Set task A:
Answer these questions about the R report on functions and iterations, keeping the same markings:
(i) Which week's class assignment is the report for?
(ii) What class does the map function report for the ZIPCODE variable?
(iii) Which function does Problem 2 say to use to change a POSIXlt input to a simple Date class?
Set task B: Carry the R report on functions and iterations forward, starting after its last sentence.

Page extract:
# # # # # # #

Functions and Iterations

Synopsis

This R Markdown Notebook is my report for the Data Wrangling with R class assignment for Week 7.
The following report exhibits the use of iterations and functions to minimize duplication and writing efficient code.

Data Source

For this report we are looking at the NYC Restaurant Data, which provides restaurant inspections across New York City.

Packages required

library('RSocrata')
library('readr')
library("purrr")
library('dplyr')
library('tibble')
library('stringr')
library('lubridate')
library('ggplot2')

Importing the data

# Note: Data download can take several minutes
# Uncomment the next 3 lines to download and store data locally

#url <- 'https://nycopendata.socrata.com/Health/DOHMH-New-York-City-Restaurant-Inspection-Results/xx67-kt59'
#nyc_rest <- read.socrata(url = url)
#write_rds(nyc_rest, path = 'data/nyc_restaurant')

nyc_rest <- read_rds('../data/nyc_restaurant')

Questions

Problem 1

Use the map function to identify the class of each variable.

nyc_rest %>% map(class)

## $CAMIS
## [1] "integer"
## 
## $DBA
## [1] "factor"
## 
## $BORO
## [1] "factor"
## 
## $BUILDING
## [1] "character"
## 
## $STREET
## [1] "factor"
## 
## $ZIPCODE
## [1] "integer"
## 
## $PHONE
## [1] "character"
## 
## $CUISINE.DESCRIPTION
## [1] "factor"
## 
## $INSPECTION.DATE
## [1] "POSIXlt" "POSIXt" 
## 
## $ACTION
## [1] "factor"
## 
## $VIOLATION.CODE
## [1] "factor"
## 
## $VIOLATION.DESCRIPTION
## [1] "factor"
## 
## $CRITICAL.FLAG
## [1] "factor"
## 
## $SCORE
## [1] "integer"
## 
## $GRADE
## [1] "factor"
## 
## $GRADE.DATE
## [1] "POSIXlt" "POSIXt" 
## 
## $RECORD.DATE
## [1] "POSIXlt" "POSIXt" 
## 
## $INSPECTION.TYPE
## [1] "factor"

Problem 2

Notice how the date variables are in POSIXlt form. Create a function that takes a single argument (“x”) and checks if it is of POSIXlt class. If it is, have the function change the input to a simple Date class with as.Date. If not then, the function should keep the input class as is. Apply this function to each of the columns in the NY restaurant data set by using the map function. Be sure the final output is a tibble and not a list.

# # # # # # #

Extracted data:
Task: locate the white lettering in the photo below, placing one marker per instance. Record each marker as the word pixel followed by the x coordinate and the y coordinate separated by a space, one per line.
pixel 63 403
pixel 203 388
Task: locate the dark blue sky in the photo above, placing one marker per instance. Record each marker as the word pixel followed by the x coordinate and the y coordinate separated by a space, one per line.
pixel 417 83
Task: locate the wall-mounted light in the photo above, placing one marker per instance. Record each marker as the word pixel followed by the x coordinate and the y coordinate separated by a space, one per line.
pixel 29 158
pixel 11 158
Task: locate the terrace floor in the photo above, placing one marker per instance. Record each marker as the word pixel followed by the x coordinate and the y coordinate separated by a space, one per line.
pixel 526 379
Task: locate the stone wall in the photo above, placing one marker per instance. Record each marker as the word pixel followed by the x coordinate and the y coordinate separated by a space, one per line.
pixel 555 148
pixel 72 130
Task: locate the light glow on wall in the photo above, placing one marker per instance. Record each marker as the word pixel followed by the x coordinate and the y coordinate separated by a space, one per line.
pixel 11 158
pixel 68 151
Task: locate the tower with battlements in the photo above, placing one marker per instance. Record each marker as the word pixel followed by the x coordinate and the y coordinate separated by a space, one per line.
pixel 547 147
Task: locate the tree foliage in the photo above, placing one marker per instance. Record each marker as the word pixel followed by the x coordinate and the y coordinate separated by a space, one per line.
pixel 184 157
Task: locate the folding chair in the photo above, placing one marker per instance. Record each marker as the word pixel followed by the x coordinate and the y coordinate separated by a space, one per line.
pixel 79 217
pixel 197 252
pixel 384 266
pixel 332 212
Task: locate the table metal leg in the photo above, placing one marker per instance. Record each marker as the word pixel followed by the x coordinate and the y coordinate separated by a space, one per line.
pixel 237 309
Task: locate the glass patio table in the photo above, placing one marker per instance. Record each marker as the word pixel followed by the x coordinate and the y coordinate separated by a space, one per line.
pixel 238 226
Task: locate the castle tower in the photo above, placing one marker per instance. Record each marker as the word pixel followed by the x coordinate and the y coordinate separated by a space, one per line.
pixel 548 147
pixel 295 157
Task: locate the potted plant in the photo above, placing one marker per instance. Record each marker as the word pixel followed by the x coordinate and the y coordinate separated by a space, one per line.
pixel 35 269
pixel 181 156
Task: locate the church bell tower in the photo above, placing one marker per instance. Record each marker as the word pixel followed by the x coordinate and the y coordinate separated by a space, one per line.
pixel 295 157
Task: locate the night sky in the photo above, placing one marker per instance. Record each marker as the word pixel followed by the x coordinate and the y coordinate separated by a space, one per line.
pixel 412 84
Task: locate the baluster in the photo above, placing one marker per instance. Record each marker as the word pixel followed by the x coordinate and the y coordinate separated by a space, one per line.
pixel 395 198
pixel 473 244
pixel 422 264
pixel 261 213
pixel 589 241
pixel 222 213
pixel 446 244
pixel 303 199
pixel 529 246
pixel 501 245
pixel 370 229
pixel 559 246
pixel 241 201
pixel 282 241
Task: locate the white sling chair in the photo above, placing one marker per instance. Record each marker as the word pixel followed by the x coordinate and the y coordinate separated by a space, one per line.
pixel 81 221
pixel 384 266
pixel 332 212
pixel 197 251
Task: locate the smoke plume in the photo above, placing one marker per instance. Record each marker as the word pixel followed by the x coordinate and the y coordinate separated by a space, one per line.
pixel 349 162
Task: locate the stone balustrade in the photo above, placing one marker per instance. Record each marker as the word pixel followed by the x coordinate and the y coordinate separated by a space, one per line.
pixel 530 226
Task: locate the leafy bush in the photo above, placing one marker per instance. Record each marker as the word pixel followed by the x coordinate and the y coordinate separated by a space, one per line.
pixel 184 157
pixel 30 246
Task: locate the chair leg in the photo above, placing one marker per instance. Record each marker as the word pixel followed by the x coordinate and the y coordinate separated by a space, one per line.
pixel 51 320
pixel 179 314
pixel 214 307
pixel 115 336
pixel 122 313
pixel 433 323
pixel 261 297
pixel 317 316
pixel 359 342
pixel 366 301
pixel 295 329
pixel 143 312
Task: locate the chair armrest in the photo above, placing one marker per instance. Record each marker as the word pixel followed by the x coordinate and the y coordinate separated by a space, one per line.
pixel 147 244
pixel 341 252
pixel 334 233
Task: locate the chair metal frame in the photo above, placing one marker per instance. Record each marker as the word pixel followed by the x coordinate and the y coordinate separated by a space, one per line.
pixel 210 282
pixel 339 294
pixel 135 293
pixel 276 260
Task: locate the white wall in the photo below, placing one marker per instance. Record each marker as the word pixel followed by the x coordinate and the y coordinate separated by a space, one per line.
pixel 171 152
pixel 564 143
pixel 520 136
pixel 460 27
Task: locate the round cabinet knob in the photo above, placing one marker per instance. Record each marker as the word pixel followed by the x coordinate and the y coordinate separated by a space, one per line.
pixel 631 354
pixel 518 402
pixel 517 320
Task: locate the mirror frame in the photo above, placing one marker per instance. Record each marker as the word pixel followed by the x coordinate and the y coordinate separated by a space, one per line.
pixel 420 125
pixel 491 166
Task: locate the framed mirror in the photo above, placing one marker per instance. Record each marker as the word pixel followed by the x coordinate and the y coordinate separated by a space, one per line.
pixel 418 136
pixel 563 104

# # # # # # #

Written response A:
(i) Week 7
(ii) "integer"
(iii) as.Date

Written response B:
checkPosixlt <- function(x){
  ifelse(any(class(x) == "POSIXlt"), T, F)
}

convertPOSIXltToDate <- function(x){
  if(!checkPosixlt(x)){
    return(x)
  }
  return(as.Date(x))
}

nyc_rest <- nyc_rest %>% map(convertPOSIXltToDate) %>% as_tibble()
nyc_rest

Problem 3

Using this reformatted tibble, identify how many restaurants in 2016 had a violation regarding “mice”? How about “hair”? What about “sewage”? Hint: the VIOLATION.DESCRIPTION and INSPECTION.DATE variables will be useful here.

deduplicate_df <- function(df){
  return(df[!duplicated(df),])
}

total_violations_nyc <- function(search_pattern, search_year){
  nyc_rest %>%
    deduplicate_df %>%
    filter(year(INSPECTION.DATE) == search_year) %>%
    summarize(total_issues = sum(str_detect(tolower(VIOLATION.DESCRIPTION),
                                            search_pattern)))
}

search_texts <- c("mice", "hair", "sewage")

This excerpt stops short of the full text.